#### The input
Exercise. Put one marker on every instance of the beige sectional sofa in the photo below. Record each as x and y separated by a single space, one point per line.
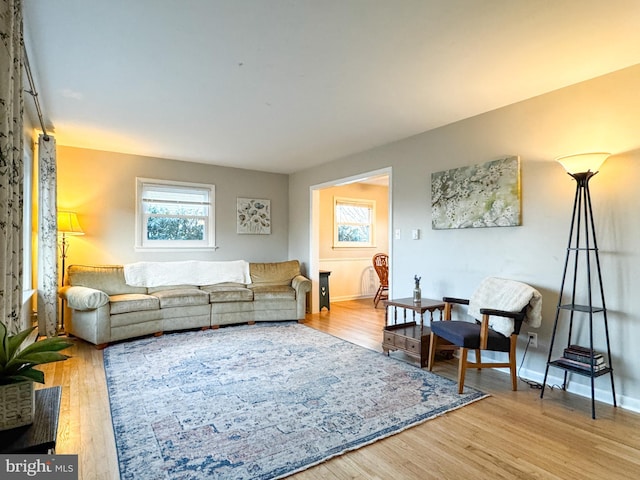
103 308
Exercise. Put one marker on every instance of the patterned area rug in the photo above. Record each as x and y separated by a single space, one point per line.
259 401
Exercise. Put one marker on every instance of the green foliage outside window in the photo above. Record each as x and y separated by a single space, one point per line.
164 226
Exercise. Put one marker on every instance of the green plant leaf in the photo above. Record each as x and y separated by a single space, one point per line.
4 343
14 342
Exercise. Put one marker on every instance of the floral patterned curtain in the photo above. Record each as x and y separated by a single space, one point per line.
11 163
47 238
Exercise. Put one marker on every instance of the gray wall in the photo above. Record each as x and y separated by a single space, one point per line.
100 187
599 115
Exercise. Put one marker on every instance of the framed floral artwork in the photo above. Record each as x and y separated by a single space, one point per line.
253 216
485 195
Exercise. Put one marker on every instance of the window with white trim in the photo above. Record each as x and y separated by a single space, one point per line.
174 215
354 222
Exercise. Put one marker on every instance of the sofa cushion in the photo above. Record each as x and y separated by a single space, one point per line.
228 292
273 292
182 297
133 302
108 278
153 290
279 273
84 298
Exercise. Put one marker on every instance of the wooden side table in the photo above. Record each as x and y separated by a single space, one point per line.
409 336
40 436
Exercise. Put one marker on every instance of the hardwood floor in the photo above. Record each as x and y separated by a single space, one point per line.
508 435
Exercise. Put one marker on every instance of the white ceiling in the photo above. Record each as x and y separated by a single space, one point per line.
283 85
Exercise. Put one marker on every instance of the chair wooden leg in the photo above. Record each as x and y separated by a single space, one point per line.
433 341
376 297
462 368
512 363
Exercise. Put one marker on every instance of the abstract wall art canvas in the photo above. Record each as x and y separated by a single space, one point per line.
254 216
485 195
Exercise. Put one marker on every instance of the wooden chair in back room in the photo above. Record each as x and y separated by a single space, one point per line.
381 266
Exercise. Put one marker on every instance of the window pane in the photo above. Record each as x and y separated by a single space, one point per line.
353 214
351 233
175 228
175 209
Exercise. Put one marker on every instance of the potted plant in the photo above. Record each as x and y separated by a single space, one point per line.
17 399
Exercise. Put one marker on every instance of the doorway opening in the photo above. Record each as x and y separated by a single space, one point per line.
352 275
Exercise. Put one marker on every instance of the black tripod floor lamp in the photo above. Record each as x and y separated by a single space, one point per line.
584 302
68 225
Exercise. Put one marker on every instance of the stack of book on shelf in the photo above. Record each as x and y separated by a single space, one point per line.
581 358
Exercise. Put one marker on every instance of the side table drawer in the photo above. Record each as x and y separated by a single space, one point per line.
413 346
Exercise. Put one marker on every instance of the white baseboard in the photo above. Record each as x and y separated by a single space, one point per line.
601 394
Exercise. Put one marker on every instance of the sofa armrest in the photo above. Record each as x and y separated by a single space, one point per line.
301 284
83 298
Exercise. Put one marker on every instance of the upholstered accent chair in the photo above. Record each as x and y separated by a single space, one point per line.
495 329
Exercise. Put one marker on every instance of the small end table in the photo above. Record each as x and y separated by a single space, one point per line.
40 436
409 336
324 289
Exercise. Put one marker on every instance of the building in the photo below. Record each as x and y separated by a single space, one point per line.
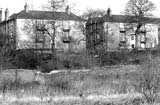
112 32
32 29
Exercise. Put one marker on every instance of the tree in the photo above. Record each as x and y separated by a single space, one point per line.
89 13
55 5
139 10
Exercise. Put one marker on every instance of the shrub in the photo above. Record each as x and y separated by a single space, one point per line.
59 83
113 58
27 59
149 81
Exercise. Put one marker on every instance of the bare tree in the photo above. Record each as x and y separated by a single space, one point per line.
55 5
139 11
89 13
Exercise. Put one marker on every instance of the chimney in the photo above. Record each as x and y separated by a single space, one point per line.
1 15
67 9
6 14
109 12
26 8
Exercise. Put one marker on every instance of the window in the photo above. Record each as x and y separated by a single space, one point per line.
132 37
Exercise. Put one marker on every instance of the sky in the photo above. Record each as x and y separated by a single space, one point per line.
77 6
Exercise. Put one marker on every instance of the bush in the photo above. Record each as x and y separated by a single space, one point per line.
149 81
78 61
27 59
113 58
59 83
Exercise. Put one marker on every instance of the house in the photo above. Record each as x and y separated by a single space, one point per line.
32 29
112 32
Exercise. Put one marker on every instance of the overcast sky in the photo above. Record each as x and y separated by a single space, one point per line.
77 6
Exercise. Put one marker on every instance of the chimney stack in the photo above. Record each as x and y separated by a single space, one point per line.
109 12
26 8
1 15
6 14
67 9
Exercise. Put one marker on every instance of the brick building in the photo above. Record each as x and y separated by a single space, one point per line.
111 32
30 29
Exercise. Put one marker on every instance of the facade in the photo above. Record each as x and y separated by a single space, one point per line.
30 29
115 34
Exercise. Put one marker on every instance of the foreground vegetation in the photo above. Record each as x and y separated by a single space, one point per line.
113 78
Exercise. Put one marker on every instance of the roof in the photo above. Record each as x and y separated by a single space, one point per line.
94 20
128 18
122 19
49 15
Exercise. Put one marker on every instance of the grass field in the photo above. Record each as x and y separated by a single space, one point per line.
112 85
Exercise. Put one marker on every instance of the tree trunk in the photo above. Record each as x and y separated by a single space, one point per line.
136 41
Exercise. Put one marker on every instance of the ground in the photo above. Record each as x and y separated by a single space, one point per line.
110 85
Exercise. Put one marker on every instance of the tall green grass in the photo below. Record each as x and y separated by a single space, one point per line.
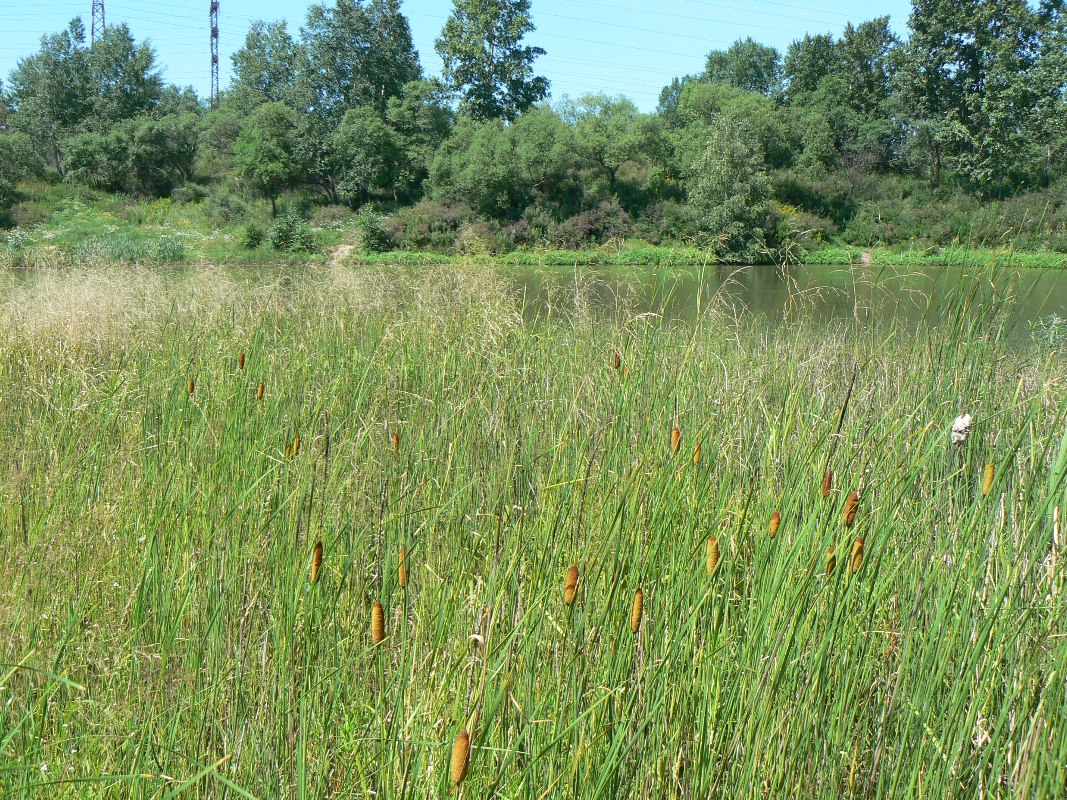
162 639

#### Task details
Output the records verbatim, every one of them, and keep the pictures out.

#### Reply to the exercise
Exercise. Put one marker on every instance of the beige sectional sofa in the photo below. Record each as x and y separated by a single space, one point per line.
103 308
Exercise. Put one marker on every instance of the patterned area rug in the photo above. Record each as x and y separated by a single space, one point per line.
259 401
Exercise. Put one marker on every instance of the green foliage outside window in the photo above. Record each as x and y separated by a single space, one point per line.
164 226
Exercise. Put one marker on every instance of the green plant leaf in the photo above. Record each as x and y separated by a single space, one point per line.
4 343
14 342
Exercise. Put one marker on every instance of the floral patterned curtain in the photo above. Record each as x and y separated by a single space, one point per line.
11 163
47 238
Exercise. Put one marker on every instance of the gray wall in the photo above. Record each as x and y separated by a single space, one point per line.
100 187
599 115
Exercise. Put one marker on every instance of the framed floral artwork in the photo above. Record each as x and y separated by a single space, one point per line.
253 216
485 195
Exercise. Put one marker on every instance of the window with white trim in the photo above. Record each as x and y separated by a single space, one point per line.
174 215
354 222
Exercise. Put one marker on every instance of the sofa cushion in the photo above. Record each as x and y separated by a single space, one point per line.
228 292
273 292
182 297
133 302
108 278
153 290
279 273
84 298
Exercise. Put one marker on every instance of the wooden side table in the photo above. Record each as x and y separated by a single space, one point per line.
409 336
40 436
Exercise. Put one marker on every instance of the hardwood floor in the photo above. Record each as x and y separated by a single space, one point per line.
508 435
Exercise. Put one marker on every instance of the white ceiling in the photo above. Record each as x and y separated by a single space, one point per line.
283 85
Exercise. Put one marker on every instance of the chair wooden leg in the photo above. Record each as x and y separated by a single space, one point per line.
433 341
376 297
462 368
512 363
Exercise. Put one marker on every instance of the abstract wall art canvas in the photo above. Record each as x and y separated by a single space, one point per line.
254 216
485 195
Exercise. Put one marker on every instance of the wooden chair in back room in the photo above. Record each as x and y separated by a single space, one point per line.
381 266
Exercise. Put one marker on every instance of the window pane in the photo above. Record each as x and y separated by a single space, one point per line.
353 214
351 233
175 228
175 209
Exercise. Put one marker on every instance of the potted plant in the photo above. Record each as x and y separated by a single space, one point per line.
17 399
Exercise. Put one marker on every instance of the doorway opening in the photo above. Record each as x and y separated by a single space, one point per line.
352 275
Exercise. Put one marker on every instance of the black tripod floor lamp in the photo above. Record each as x and y separated by a single space, one point per line.
584 302
68 225
Exercise. Put one marker on every instance of the stack of book on shelf in the photo above. Record each as x and y separated by a single space, one point per line.
581 358
Exercise. Put one marker on every instance of the side table drawer in the photo above. Record each as x and y separated by a single space, one point per line.
413 346
Exercise. Put one marker on every instance of the white baseboard in the photo above. Record each as x and y separated by a single space, one point per line.
601 394
Exercise. Put one marker on every instance of the sofa armrest in the photo above. Record each as x and y separated by a single space, one point per line.
301 284
83 298
Exercise. Put one marker on every instance of the upholstered accent chair in the photo above. Record each as x and y separated by a single space, one point per line.
495 329
Exercise. Put one marker on every instance of the small end table in the photo above. Record each as x and y separated by a single space, one point per line.
40 436
409 336
324 289
Exercise. Put one marker on every instance of the building in the photo below. Record each as x and y separated by a single space, one point per line.
112 32
32 29
Exercise. Put one marker on every instance of the tree in the photo above. Record each as x and y separated by a single space, one point per line.
89 13
55 5
139 10
Exercise. Put one marker on every instance of the shrub in the photo above. Record each as x and y separated by a single space, one point per line.
59 83
113 58
27 59
149 81
Exercise. Put one marker on every instance of the bare tree in the photo above. Record each as x and y separated by a single space, one point per line.
55 5
139 11
89 13
Exercise. Put one marker on every instance of the chimney in the photo above. Record each as x and y separated by a single space, one point per line.
1 15
67 9
6 14
109 12
26 8
Exercise. Put one marker on every instance of the window in the photo above. Record each as x and y separated by a single space, one point per line.
132 37
Exercise. Put one marker on every instance of the sky in the photo above. Record each as x and y separated by a single space, one point per line.
77 6
Exercise. Put one marker on every instance of the bush in the photo above. Record each as x and y separated by a single space, one point per line.
149 81
78 61
27 59
113 58
59 83
Exercise. Put one marker on every instance of the house in the photo above. Record each as x and y separated by a single space, one point per line.
32 29
112 32
Exercise. Put one marker on every instance of the overcast sky in the photo above. Record each as x and y separated by a single space, one point per line.
77 6
Exercise. Put one marker on every instance of the chimney stack in the photo above. Record each as x and y separated by a single space, one point per line.
109 12
26 8
1 15
6 14
67 9
Exercise. Put one marker on every instance of the brick building in the photo above. Record each as x and y separated by a single space, one point per line.
111 32
30 29
Exercise. Put one marker on every instance of the facade in the photo above. Record each as x and y separated by a single space, one point per line.
30 29
115 34
Exercise. Put one marker on every instance of the foreground vegetation in the photo above. Record each as x and y separated by a single space, one point per line.
113 78
Exercise. Put one marker on every instance of the roof in the photo above. Record each as x and y separated by a single space, one point per line.
94 20
128 18
122 19
49 15
Exercise. Put one marker on every instance of the grass field in the photo above. Record each as x and y separated by a single space, one point per line.
112 85
Exercise. Put one marker on every instance of the tree trunk in the photo above. Record each as x and y separated by a single space, one point per line.
136 41
Exercise. Put one marker on every instance of the ground in the photo above. Record each as x and y separated by a single space, one point per line.
110 85
Exercise. Put one marker on every instance of the tall green grass in the photo below. Record each as x and y separated by a single space, one point per line.
162 639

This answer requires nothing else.